◆ **SHORT TASK**
Rewrite all of the records below as a two-column CSV whose columns are named text and answer, with one row per record. Put each record's text and its answer in a single quoted field apiece, with line breaks replaced by spaces.

◆ **RECORD EXCERPTS**
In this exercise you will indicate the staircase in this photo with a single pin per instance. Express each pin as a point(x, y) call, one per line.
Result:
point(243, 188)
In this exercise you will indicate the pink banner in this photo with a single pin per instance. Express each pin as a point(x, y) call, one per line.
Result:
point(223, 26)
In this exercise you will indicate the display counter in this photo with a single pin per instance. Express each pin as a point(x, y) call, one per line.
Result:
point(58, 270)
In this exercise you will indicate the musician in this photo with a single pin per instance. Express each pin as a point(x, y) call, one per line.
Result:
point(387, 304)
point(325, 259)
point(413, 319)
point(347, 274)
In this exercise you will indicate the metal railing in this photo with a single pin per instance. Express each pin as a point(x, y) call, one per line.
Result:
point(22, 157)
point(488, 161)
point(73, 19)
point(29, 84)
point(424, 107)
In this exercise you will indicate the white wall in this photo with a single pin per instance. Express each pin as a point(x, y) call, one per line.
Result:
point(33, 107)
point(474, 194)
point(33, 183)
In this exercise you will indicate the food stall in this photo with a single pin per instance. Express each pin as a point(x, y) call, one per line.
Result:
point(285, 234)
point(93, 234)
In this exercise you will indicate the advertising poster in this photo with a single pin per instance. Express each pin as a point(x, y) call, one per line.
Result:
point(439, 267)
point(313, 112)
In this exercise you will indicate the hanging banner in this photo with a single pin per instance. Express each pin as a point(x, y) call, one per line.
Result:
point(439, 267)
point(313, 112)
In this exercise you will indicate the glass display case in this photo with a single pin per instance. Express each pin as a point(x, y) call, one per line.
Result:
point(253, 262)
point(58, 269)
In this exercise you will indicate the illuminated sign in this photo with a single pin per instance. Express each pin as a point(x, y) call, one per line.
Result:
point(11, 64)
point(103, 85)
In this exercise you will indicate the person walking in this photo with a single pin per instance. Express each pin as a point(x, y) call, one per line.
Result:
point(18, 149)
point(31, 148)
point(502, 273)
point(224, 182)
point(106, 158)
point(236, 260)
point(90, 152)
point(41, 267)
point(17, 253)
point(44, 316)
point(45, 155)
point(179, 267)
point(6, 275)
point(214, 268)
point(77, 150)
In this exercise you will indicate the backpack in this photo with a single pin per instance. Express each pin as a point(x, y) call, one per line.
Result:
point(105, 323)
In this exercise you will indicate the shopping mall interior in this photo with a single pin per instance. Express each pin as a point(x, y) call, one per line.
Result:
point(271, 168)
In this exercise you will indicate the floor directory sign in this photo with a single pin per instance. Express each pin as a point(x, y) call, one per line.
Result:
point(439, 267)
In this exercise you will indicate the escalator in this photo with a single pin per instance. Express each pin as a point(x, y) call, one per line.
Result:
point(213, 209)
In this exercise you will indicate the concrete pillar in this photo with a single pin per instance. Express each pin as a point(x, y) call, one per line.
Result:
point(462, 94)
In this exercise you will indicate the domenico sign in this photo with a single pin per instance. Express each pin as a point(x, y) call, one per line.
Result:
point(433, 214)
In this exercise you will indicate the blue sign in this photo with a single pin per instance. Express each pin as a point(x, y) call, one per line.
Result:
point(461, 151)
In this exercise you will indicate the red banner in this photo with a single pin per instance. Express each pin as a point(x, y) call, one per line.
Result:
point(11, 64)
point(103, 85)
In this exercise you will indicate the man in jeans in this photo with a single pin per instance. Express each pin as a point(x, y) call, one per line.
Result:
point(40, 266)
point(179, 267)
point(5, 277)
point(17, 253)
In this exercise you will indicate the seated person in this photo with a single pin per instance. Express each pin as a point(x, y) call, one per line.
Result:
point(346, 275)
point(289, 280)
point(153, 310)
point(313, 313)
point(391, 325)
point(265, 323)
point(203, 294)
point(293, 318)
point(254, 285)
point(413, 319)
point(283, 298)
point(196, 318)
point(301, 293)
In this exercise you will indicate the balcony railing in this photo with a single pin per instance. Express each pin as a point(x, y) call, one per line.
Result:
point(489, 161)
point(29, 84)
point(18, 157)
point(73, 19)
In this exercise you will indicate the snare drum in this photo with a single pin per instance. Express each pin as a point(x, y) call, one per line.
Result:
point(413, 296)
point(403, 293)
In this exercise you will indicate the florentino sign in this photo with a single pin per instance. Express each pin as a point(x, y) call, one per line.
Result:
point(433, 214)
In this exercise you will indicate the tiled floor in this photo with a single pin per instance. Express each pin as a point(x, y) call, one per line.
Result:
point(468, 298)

◆ **TASK RESULT**
text,answer
"In this exercise you will indicate the staircase in this photo with a single pin per instance. Express each pin as a point(x, y) call, one per line. Result:","point(243, 188)"
"In this exercise you will indicate the pink banner in this photo with a single pin per instance. Express each pin as a point(x, y) call, one per line. Result:","point(223, 26)"
"In this exercise you will indicate the display counter in this photo with a single pin per instance. Express each pin as a point(x, y) call, one per line. Result:","point(58, 270)"
"In this exercise you will indicate the musician in this photo with a single pin per instance. Express each pin as a point(x, y) call, one per line. Result:","point(387, 304) point(325, 259) point(413, 319) point(347, 274)"
"In this exercise you will indicate the metal railing in this photo with a single pin per instance. Express each pin as a point(x, y) call, one per line. Result:","point(22, 157) point(488, 161) point(73, 19) point(29, 84) point(424, 107)"
"In this exercise you will indicate the white wall in this photo with a single pin per instance. Express each pin as a point(x, y) call, one per line. Result:","point(33, 107) point(474, 194) point(33, 183)"
"In this exercise you will indicate the food stall in this photo with a single pin per instance. Express each pin as a point(x, y) call, one per line. Result:","point(285, 234) point(93, 234)"
"In this exercise you will indicate the advertising poster in this photo with a single pin per instance. Express each pin as a point(x, y) call, one per line. Result:","point(439, 267) point(313, 112)"
"In this exercise you will indicate the hanging banner in this photo with a single pin per instance. Express each pin as a point(x, y) call, one per line. Result:","point(439, 267) point(313, 112)"
"In this exercise you will indicate the glass display case in this photo with a single pin per instance. Express each pin as a point(x, y) call, one per line. Result:","point(253, 262) point(58, 269)"
"In this exercise you will indicate the illuminated sign in this photo with a single pin per instance. Express each pin as a point(x, y) call, one per line. Result:","point(11, 64) point(103, 85)"
"In this exercise you will indicate the person walking in this photo with a single pin per instance. Express each pin as a point(x, y) call, one per line. Result:","point(18, 149) point(31, 148) point(502, 273) point(224, 182) point(106, 158) point(236, 260) point(90, 152) point(41, 267) point(17, 253) point(44, 316) point(45, 155) point(179, 267) point(6, 275) point(214, 268) point(77, 150)"
"In this exercise you will indicate the backpack in this photo with a single pin per instance. Express each pin as a point(x, y) call, one per line. Result:","point(105, 323)"
"In this exercise you will indicate the shopping mall interior in this photo with a single pin per instance. Express each pin as a point(x, y) call, one per line. Result:","point(271, 168)"
"In this exercise you will indicate the floor directory sign in this photo with a single pin per instance. Express each pin as a point(x, y) call, one per line. Result:","point(439, 267)"
"In this exercise you will indicate the escalator in this photo with a single pin per instance. Express each pin as a point(x, y) call, one per line. Result:","point(213, 209)"
"In this exercise you will indicate the concrete pillar in this photo with a single pin per instance. Express each pin as a point(x, y) call, one per line. Result:","point(462, 94)"
"In this exercise you will indicate the domenico sign in this photo with a single pin per instance. Express each pin as a point(x, y) call, one per line. Result:","point(433, 214)"
"In this exercise you will indicate the blue sign in this photo with a single pin per instance. Express each pin as a point(x, y) call, one per line. Result:","point(461, 151)"
"In this exercise you will indicate the red banner in this photo with a single pin per instance. Express each pin as a point(x, y) call, one per line. Result:","point(11, 64) point(103, 85)"
"In this exercise you will indicate the man in jeans in this photo with a single pin per instance. Express each pin as a point(x, y) call, one per line. Result:","point(40, 266) point(179, 267) point(5, 277) point(17, 253)"
"In this exercise you will indicate the seated person in this photo with a single pin per instance. Express each pin as a point(x, y) call, one per line. Result:","point(346, 275) point(289, 280) point(153, 310) point(313, 313) point(391, 325) point(265, 323) point(203, 294) point(293, 318) point(254, 285) point(413, 319) point(283, 298) point(196, 318) point(301, 293)"
"In this exercise you will indicate the balcony railing in this photo with a single pin per instance. Express each pin as a point(x, y) call, one per line. Result:","point(489, 161) point(29, 84) point(18, 157) point(73, 19)"
"In this exercise you will indicate the snare drum in this photo with a single pin per instance. Express each pin as a point(x, y) call, one per line. Result:","point(413, 296) point(403, 293)"
"In this exercise you will indicate the florentino sign in this photo with a single pin per instance. Express each pin as a point(x, y) call, one per line. Result:","point(433, 214)"
"In this exercise you will indicate the tiled floor in this photo with a single pin per instance. Express each pin as a point(x, y) call, one per line. Result:","point(468, 298)"